◆ **ACTIVITY**: Write out once more the lines running from the top of the entries below to the line with "box truck, each", both ends included.

◆ **DATA FOR THIS TASK**:
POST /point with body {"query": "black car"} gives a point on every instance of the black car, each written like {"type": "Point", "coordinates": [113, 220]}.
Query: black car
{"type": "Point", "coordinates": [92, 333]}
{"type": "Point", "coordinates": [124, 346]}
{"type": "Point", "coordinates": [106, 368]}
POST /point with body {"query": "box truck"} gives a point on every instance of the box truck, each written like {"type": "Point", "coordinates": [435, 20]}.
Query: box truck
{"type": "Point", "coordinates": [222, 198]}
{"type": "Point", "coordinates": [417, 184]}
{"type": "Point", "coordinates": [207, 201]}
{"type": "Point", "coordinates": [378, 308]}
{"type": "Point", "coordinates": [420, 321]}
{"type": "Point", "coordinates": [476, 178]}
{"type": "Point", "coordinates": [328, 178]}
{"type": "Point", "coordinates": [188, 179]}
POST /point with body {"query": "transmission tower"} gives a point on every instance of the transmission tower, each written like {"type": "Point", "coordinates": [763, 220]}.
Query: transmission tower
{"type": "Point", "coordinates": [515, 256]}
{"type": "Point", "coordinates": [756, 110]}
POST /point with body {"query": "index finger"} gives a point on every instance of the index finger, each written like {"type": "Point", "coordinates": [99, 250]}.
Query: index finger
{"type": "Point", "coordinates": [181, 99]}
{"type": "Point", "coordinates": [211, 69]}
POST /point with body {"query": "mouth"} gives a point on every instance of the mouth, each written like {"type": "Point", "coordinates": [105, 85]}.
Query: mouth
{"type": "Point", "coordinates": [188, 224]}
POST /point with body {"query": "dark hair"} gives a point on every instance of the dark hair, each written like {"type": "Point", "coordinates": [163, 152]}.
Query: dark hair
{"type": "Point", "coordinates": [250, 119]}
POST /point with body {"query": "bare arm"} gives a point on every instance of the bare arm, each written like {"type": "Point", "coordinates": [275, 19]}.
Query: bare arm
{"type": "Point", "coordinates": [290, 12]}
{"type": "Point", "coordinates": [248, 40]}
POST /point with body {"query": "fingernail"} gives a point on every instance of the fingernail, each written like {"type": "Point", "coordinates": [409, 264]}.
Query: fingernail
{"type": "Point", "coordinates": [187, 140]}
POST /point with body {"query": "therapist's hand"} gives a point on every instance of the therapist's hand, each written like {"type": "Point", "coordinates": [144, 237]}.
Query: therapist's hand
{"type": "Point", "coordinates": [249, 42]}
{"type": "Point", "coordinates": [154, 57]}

◆ **RESPONSE TO THIS TASK**:
POST /point with body {"query": "black car"} gives a point on every instance of the black car, each written like {"type": "Point", "coordinates": [113, 220]}.
Query: black car
{"type": "Point", "coordinates": [92, 333]}
{"type": "Point", "coordinates": [124, 346]}
{"type": "Point", "coordinates": [106, 368]}
POST /point with body {"query": "box truck"} gives a point on every instance of the box truck, each written like {"type": "Point", "coordinates": [435, 20]}.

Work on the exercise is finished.